[EXERCISE 1]: In the news update on the IARRP team's funded project, how many major grasslands does the Extreme Drought in Grasslands Experiment include?
[EXERCISE 2]: Repeat everything in the IARRP funding update from "The project relies" down to "plant functional traits.".

*** TEXT FOR ANALYSIS Section Begins ***

Home» News» Updates» IARRP team's project receives national funds

IARRP team's project receives national funds

IARRP | Updated: 2022-11-17

Recently, the China Science and Technology Exchange Center has released the funding list of the National Key R&D Program of Intergovernmental Cooperation in Science and Technology 2022. The international cooperation project "The mechanisms underlying the responses of grassland ecosystems productivity to extreme drought in China and USA (SQ2022YFE010894)", led by the Institute of Agricultural Resources and Regional Planning, Chinese Academy of Agricultural Sciences, was among the funding list.

The project relies on the international Extreme Drought in Grasslands Experiment (EDGE; http://edge.biology.colostate.edu/), which includes 12 major grasslands across the Eurasian steppe and the North American prairie. Effects of long-term (11-year) extreme drought on grassland productivity will be examined to determine whether it is a cumulative effect or an adaptive effect. Responses of species and functional group productivity to extreme drought will also be analyzed to determine the relative contributions of species and functional groups to changes in ecosystem productivity. The American team will mainly focus on ecosystem structure, functioning and processes, and the Chinese team will mainly focus on plant functional traits.

*** TEXT FOR ANALYSIS Section Ends ***
*** SOURCE MATERIAL Section Begins ***

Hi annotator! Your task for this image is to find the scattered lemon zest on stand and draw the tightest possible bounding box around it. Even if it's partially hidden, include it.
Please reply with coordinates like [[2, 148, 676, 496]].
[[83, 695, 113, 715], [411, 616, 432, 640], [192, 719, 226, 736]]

*** SOURCE MATERIAL Section Ends ***

[RESPONSE BOX 1]: Twelve major grasslands across the Eurasian steppe and the North American prairie.

[RESPONSE BOX 2]:
The project relies on the international Extreme Drought in Grasslands Experiment (EDGE; http://edge.biology.colostate.edu/), which includes 12 major grasslands across the Eurasian steppe and the North American prairie. Effects of long-term (11-year) extreme drought on grassland productivity will be examined to determine whether it is a cumulative effect or an adaptive effect. Responses of species and functional group productivity to extreme drought will also be analyzed to determine the relative contributions of species and functional groups to changes in ecosystem productivity. The American team will mainly focus on ecosystem structure, functioning and processes, and the Chinese team will mainly focus on plant functional traits.